■ QUOTED PASSAGE
= = = =
The bill, authored by committee chairman Sen. Pat Roberts (R-KS), bill would prohibit states from establishing or continuing separate labeling requirements that contradict labeling guidelines that would be established by USDA.
The Senate measure, which is expected to be voted on this spring by the full Senate, comes less than four months before a Vermont law goes into effect on July 1 that requires the labeling of foods containing GMOs.
Following the bill’s introduction on Feb. 19, more than 600 organizations, including the National Milk Producers Federation and all of its 31 cooperative members, signed a letter [LINK] of support for the bill.
Roberts’ legislation “will give consumers information in a consistent and factual way,” said NMPF President and CEO Mulhern. “Importantly, it also reaffirms the authority of federal regulators over food safety and labeling, and prevents the creeping development of dozens of different state food labeling laws.”
= = = =
■ DATASET ROWS
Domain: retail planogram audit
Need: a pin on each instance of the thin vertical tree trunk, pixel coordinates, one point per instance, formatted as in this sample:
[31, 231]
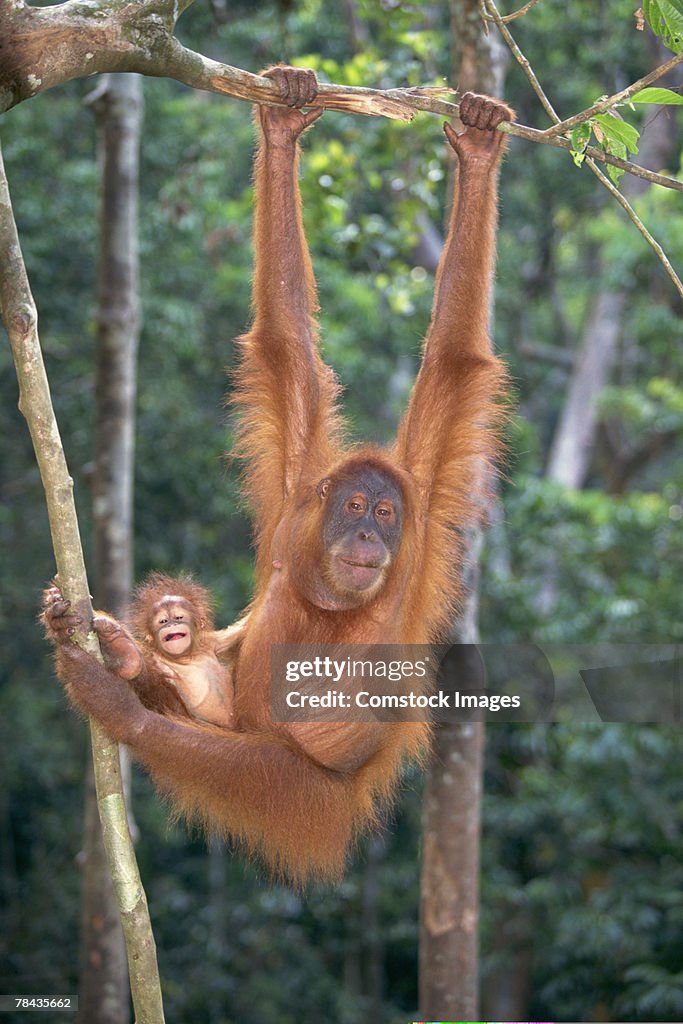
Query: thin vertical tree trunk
[450, 884]
[118, 108]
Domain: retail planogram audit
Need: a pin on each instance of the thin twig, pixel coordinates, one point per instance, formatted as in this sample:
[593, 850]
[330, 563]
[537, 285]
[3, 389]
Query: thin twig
[506, 18]
[548, 107]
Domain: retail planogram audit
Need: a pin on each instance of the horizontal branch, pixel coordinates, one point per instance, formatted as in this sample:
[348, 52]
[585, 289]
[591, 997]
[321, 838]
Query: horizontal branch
[47, 46]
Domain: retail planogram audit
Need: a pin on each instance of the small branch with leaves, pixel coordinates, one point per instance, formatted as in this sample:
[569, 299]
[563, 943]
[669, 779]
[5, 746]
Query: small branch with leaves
[601, 119]
[18, 312]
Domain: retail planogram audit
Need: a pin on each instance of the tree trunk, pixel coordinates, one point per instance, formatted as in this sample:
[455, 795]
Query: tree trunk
[449, 936]
[118, 107]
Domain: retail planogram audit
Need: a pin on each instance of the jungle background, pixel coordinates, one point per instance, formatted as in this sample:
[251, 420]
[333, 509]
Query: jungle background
[582, 880]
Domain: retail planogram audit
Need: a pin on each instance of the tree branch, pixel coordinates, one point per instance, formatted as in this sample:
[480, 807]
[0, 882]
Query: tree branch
[489, 6]
[18, 313]
[49, 45]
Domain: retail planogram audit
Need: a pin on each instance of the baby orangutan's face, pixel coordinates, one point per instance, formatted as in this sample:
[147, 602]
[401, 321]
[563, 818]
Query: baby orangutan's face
[172, 626]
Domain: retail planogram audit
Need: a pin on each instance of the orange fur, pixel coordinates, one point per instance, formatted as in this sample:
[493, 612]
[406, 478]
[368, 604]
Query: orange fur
[300, 793]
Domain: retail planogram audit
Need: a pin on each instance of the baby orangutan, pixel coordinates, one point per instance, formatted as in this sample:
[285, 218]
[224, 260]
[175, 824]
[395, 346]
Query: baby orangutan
[174, 659]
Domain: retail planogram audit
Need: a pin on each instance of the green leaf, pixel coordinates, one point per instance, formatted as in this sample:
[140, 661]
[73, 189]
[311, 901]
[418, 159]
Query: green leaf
[666, 19]
[655, 95]
[617, 130]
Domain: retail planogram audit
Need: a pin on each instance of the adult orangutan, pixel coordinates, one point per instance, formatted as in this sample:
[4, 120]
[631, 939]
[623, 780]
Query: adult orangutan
[351, 548]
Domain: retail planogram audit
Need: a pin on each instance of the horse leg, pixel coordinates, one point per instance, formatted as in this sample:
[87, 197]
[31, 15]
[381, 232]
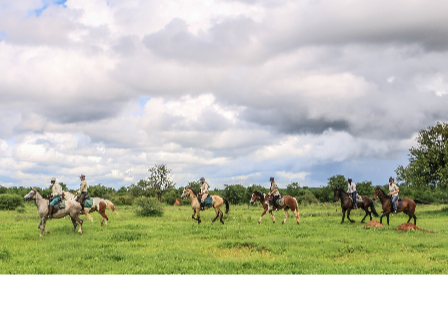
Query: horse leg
[272, 216]
[44, 222]
[261, 218]
[286, 218]
[296, 213]
[217, 215]
[348, 216]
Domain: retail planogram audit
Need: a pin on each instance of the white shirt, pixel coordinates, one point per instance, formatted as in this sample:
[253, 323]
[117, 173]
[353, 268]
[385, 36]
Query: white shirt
[351, 188]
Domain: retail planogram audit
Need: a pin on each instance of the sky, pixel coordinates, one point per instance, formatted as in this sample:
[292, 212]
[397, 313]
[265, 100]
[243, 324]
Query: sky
[235, 91]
= = = =
■ OBJECTIVES
[A] In the passage on the Senate food labeling bill, rewrite the paragraph that begins "The Senate measure, which is expected" more briefly, keeping its main facts.
[B] Write out, word for word, the stretch of the passage on the Senate food labeling bill from "The Senate measure, which" through "foods containing GMOs.".
[C] Write what comes next in the passage on the Senate food labeling bill, picking up after its final sentence.

■ TASK-BY-TASK ANSWERS
[A] The full Senate is expected to vote on the measure this spring, less than four months before a Vermont law requiring labels on foods containing GMOs takes effect on July 1.

[B]
The Senate measure, which is expected to be voted on this spring by the full Senate, comes less than four months before a Vermont law goes into effect on July 1 that requires the labeling of foods containing GMOs.

[C]
Multiple studies have shown that the associated costs with Vermont’s GMO-labeling law, and a subsequent patchwork of similar state laws, will cost American families hundreds of dollars more in groceries each year, with low-income Americans being hit the hardest.
Food labeling, Mulhern continued, “is an area where we need a clear federal standard, not a piecemeal approach across the 50 states. We’ve learned from experience in the dairy sector that we need a strong federal policy governing labeling claims. Otherwise, we’ll end up with an unworkable series of competing and confusing state policies.”